(Data excerpts)
····················

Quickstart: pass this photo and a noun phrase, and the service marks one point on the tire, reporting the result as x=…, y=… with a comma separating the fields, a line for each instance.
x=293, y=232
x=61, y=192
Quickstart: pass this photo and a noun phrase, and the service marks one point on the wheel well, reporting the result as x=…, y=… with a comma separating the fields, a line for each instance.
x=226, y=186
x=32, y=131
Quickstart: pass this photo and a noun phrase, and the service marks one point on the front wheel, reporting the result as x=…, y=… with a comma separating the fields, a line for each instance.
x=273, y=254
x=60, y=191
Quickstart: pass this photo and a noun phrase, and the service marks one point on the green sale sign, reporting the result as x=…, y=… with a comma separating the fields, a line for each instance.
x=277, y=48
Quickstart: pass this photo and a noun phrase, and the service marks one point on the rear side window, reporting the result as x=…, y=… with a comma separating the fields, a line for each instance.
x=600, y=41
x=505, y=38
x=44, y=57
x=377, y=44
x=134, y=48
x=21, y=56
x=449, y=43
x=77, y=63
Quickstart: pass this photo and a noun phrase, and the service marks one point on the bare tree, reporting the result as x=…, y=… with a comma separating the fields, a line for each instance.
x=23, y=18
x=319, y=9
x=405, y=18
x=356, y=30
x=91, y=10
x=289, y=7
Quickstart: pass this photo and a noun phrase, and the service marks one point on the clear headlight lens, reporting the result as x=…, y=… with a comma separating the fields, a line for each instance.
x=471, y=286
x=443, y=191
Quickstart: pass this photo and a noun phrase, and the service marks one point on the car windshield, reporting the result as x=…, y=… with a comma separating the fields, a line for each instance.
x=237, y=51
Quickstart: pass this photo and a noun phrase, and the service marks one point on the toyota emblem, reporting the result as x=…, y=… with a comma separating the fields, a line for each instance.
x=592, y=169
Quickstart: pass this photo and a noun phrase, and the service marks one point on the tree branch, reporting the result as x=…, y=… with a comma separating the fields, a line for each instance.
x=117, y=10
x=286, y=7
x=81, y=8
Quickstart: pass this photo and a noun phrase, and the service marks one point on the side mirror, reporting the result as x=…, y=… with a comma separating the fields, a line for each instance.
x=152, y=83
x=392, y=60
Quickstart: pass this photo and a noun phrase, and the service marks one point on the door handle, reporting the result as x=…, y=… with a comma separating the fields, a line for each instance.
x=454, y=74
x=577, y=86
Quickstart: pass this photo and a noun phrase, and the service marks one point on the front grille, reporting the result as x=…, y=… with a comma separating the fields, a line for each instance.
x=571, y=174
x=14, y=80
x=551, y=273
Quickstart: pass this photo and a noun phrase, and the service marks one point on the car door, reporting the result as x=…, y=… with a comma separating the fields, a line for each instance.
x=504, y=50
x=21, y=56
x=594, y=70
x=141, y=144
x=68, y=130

····················

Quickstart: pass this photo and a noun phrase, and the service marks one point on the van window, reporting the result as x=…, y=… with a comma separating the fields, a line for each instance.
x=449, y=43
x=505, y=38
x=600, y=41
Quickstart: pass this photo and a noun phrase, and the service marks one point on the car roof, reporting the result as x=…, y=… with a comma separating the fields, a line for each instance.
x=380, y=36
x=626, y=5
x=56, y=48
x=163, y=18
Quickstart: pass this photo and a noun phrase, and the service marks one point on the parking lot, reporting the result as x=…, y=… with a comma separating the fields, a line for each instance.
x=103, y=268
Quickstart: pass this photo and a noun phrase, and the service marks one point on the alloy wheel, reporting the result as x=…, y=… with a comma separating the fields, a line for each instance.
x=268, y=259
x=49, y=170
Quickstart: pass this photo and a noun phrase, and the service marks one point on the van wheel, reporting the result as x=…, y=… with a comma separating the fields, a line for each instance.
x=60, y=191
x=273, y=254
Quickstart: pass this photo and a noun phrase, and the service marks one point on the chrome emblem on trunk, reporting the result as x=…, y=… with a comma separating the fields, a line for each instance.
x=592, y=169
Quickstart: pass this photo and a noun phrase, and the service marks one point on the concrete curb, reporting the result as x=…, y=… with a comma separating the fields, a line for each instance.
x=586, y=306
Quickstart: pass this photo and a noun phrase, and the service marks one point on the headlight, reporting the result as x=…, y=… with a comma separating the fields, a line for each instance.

····················

> _Exercise brief_
Reproduce the lines of the entries above from the one with "van window, reporting" to the one with "the headlight, reporting", both included, exactly and without any other line.

> _Output below_
Quickstart: pass this photo and a noun phrase, and the service marks one point on the van window, reporting the result as x=…, y=… with a comma separating the fields, a line for each instance.
x=449, y=43
x=505, y=38
x=600, y=41
Quickstart: pass this photo and a noun phrase, and the service marks one point on the car roof, reporting the result as x=…, y=… with a comma separating the fields, a line for each instance.
x=380, y=36
x=626, y=5
x=56, y=48
x=163, y=18
Quickstart: pass this photo and a noun phrase, and the service marks one point on the parking lot, reporting the result as x=…, y=… with a comma separating the fields, a line for each instance.
x=103, y=268
Quickstart: pass this photo and a noun phrase, and the service marks one point on the alloy wheel, reporting the result as x=…, y=… with a comma separating the fields, a line for each instance.
x=268, y=259
x=49, y=170
Quickstart: pass this photo and a noun phrase, and the service marks one point on the van wheel, reporting the result as x=…, y=… with a comma separating the fields, a line for each instance.
x=60, y=191
x=273, y=254
Quickstart: pass this photo and a noun phrase, and the service marks one point on the chrome emblem on trunk, reporting the result as x=…, y=… with a comma separating the fields, a line for each instance.
x=592, y=169
Quickstart: pass this photo and a noun phrase, and the service marks one point on the concrete curb, reporting the result as x=…, y=… with a comma separating the fields, a line for each instance.
x=586, y=306
Quickstart: pass this photo and a noun phrase, and the service marks one point on the headlight, reporting the result as x=…, y=… with a comma separating the fields, a line for each instance.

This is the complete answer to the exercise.